■ Task directions ■
Make an exact copy of the lines below.

*-*-*

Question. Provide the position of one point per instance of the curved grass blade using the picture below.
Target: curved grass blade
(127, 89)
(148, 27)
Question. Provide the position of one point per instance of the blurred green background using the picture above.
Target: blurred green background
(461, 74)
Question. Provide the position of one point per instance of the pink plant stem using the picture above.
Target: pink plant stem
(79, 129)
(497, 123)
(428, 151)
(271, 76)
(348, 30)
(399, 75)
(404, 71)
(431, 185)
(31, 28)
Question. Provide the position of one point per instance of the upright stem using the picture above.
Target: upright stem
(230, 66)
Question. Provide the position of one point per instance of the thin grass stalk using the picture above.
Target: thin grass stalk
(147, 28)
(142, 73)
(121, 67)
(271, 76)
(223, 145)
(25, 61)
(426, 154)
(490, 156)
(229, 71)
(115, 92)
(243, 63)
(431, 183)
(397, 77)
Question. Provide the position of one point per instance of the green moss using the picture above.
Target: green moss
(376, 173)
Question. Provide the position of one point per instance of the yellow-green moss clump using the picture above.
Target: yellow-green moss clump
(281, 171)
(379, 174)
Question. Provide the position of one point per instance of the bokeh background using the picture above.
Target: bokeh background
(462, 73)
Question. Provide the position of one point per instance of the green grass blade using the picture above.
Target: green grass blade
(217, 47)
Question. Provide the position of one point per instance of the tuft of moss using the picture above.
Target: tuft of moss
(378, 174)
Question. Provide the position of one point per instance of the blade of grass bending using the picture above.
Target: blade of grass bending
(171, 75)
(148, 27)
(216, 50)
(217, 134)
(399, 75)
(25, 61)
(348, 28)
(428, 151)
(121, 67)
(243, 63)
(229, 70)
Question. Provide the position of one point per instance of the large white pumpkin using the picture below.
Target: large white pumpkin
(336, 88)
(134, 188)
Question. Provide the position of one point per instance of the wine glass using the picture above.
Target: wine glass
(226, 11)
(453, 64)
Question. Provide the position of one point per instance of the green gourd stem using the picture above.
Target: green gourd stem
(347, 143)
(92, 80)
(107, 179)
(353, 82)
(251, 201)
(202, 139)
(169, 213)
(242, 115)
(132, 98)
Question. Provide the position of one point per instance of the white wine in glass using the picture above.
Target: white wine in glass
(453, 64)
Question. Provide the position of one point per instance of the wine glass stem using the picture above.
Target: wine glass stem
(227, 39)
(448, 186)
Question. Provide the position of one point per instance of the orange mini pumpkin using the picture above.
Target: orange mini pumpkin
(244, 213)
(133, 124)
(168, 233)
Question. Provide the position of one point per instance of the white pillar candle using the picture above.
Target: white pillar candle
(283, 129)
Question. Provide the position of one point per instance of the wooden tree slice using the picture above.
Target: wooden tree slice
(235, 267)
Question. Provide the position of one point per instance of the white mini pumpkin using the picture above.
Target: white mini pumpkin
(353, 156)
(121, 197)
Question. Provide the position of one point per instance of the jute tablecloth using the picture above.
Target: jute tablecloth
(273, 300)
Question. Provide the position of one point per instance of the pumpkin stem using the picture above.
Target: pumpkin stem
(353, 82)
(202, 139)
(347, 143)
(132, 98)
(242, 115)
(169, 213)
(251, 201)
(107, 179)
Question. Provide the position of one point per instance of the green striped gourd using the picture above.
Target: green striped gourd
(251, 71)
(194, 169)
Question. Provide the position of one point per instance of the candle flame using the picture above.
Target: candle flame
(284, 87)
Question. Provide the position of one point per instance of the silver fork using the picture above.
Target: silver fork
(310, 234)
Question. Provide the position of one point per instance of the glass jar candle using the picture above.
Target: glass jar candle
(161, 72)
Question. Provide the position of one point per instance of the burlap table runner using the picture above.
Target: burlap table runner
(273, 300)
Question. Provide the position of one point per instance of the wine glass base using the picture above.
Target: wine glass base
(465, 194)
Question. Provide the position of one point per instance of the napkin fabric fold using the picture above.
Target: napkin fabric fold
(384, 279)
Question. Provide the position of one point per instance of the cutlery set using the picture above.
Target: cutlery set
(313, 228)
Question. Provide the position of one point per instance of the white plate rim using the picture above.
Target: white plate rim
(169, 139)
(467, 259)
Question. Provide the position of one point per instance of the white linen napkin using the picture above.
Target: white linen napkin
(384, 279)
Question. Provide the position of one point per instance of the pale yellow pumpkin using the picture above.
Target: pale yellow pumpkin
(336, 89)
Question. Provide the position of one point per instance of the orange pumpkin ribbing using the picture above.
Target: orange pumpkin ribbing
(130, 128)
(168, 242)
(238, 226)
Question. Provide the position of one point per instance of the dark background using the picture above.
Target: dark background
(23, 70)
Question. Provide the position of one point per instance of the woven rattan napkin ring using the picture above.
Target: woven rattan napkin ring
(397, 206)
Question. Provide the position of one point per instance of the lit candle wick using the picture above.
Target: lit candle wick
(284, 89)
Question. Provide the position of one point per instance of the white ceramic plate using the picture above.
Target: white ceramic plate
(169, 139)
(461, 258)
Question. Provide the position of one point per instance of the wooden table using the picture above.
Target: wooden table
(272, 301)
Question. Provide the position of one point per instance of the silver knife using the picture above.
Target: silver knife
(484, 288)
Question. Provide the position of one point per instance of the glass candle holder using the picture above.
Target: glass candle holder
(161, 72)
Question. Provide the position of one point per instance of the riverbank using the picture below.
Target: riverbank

*-*-*

■ Result ■
Question. Provide the position of one point per instance of the curved grass blade using the picture below.
Target: curved grass blade
(127, 89)
(148, 27)
Question. Provide the position of one point per instance of the blurred green background using the picture above.
Target: blurred green background
(461, 74)
Question. Provide the position of one point per instance of the pink plant stem using the picture above.
Target: pink plant stem
(79, 129)
(497, 123)
(428, 151)
(271, 76)
(348, 30)
(399, 75)
(404, 71)
(431, 185)
(31, 28)
Question. Provide the position of one point per instance of the upright stem using the picture above.
Target: upright stem
(230, 66)
Question. Provide the position of one point per instance of the thin grass stalk using the picture above.
Target: thin grass stalk
(147, 28)
(142, 73)
(121, 67)
(271, 76)
(223, 145)
(25, 61)
(426, 154)
(490, 156)
(229, 71)
(115, 92)
(243, 63)
(431, 183)
(397, 77)
Question. Provide the position of one point per instance of the green moss using the picture above.
Target: green moss
(376, 173)
Question. Provide the position of one point per instance of the yellow-green moss clump using the picture above.
Target: yellow-green moss clump
(281, 171)
(379, 174)
Question. Provide the position of one point per instance of the bokeh background using the picture above.
Target: bokeh background
(462, 73)
Question. Provide the position of one point per instance of the green grass blade using the picture above.
Target: green grass blade
(217, 47)
Question. Provide the position of one point per instance of the tuft of moss using the picture above.
Target: tuft of moss
(378, 174)
Question. Provide the position of one point per instance of the blade of grass bending using the picture above.
Target: blade of grass bending
(171, 75)
(148, 27)
(216, 50)
(217, 134)
(399, 75)
(25, 61)
(348, 28)
(428, 151)
(121, 67)
(243, 63)
(229, 70)
Question. Provide the position of one point per instance of the large white pumpkin using the picture below.
Target: large white pumpkin
(336, 88)
(134, 188)
Question. Provide the position of one point per instance of the wine glass using the picture above.
Target: wine glass
(226, 11)
(453, 64)
Question. Provide the position of one point per instance of the green gourd stem using the picture above.
Target: green gourd stem
(347, 143)
(92, 80)
(107, 179)
(353, 82)
(251, 201)
(202, 139)
(169, 213)
(242, 115)
(132, 98)
Question. Provide the position of one point per instance of the white wine in glass using the picture above.
Target: white wine in glass
(453, 64)
Question. Provide the position of one point per instance of the wine glass stem using the picture above.
Target: wine glass stem
(227, 39)
(448, 186)
Question. Provide the position of one point per instance of the orange mini pumpkin using the picture above.
Target: orange mini pumpkin
(244, 213)
(133, 124)
(168, 233)
Question. Provide the position of one point per instance of the white pillar candle using the picture above.
Target: white pillar candle
(283, 129)
Question. Provide the position of one point per instance of the wooden tree slice using the picture above.
Target: wooden tree slice
(235, 267)
Question. Provide the position of one point per instance of the white mini pumpkin using the picture above.
Target: white mini pumpkin
(353, 156)
(121, 197)
Question. Provide the position of one point per instance of the jute tablecloth using the picture above.
Target: jute tablecloth
(273, 300)
Question. Provide the position of one point per instance of the pumpkin stem using the picture above.
Target: pumpkin stem
(353, 82)
(202, 139)
(347, 143)
(132, 98)
(242, 115)
(169, 213)
(251, 201)
(107, 179)
Question. Provide the position of one point per instance of the green striped gourd using the picture above.
Target: green striped gourd
(251, 71)
(194, 169)
Question. Provide the position of one point per instance of the candle flame using the picture above.
Target: candle flame
(284, 87)
Question. Provide the position of one point per instance of the silver fork using the picture above.
Target: silver fork
(310, 234)
Question. Provide the position of one point per instance of the glass jar candle using the picture above.
Target: glass jar candle
(161, 72)
Question. Provide the position of one point per instance of the burlap table runner using the picture above.
Target: burlap table runner
(273, 300)
Question. Provide the position of one point per instance of the wine glass base using the picture above.
Target: wine glass base
(465, 194)
Question. Provide the position of one point per instance of the napkin fabric fold using the picture above.
Target: napkin fabric fold
(384, 279)
Question. Provide the position of one point per instance of the cutlery set using the picture above.
Target: cutlery set
(313, 228)
Question. Provide the position of one point per instance of the white plate rim using the picture above.
Target: white plate rim
(169, 139)
(467, 259)
Question. Provide the position of one point per instance of the white linen napkin using the picture above.
Target: white linen napkin
(384, 279)
Question. Provide the position of one point per instance of the pale yellow pumpkin using the picture above.
Target: pale yellow pumpkin
(336, 89)
Question. Provide the position of one point per instance of the orange pumpkin ribbing using the picture above.
Target: orange pumpkin ribbing
(130, 128)
(168, 242)
(238, 226)
Question. Provide the position of one point per instance of the dark background using the picture above.
Target: dark background
(23, 70)
Question. Provide the position of one point per instance of the woven rattan napkin ring using the picture above.
Target: woven rattan napkin ring
(397, 206)
Question. Provide the position of one point per instance of the lit candle wick using the picture above.
Target: lit candle wick
(284, 89)
Question. Provide the position of one point per instance of the white ceramic plate using the picture above.
Target: white ceramic plate
(169, 139)
(461, 258)
Question. Provide the position of one point per instance of the wooden table using the picture above.
Target: wooden table
(272, 301)
Question. Provide the position of one point per instance of the silver knife using the picture above.
Target: silver knife
(484, 288)
Question. Provide the position of one point per instance of the glass candle holder using the picture above.
Target: glass candle holder
(161, 72)
Question. Provide the position of one point per instance of the riverbank using the picture below.
Target: riverbank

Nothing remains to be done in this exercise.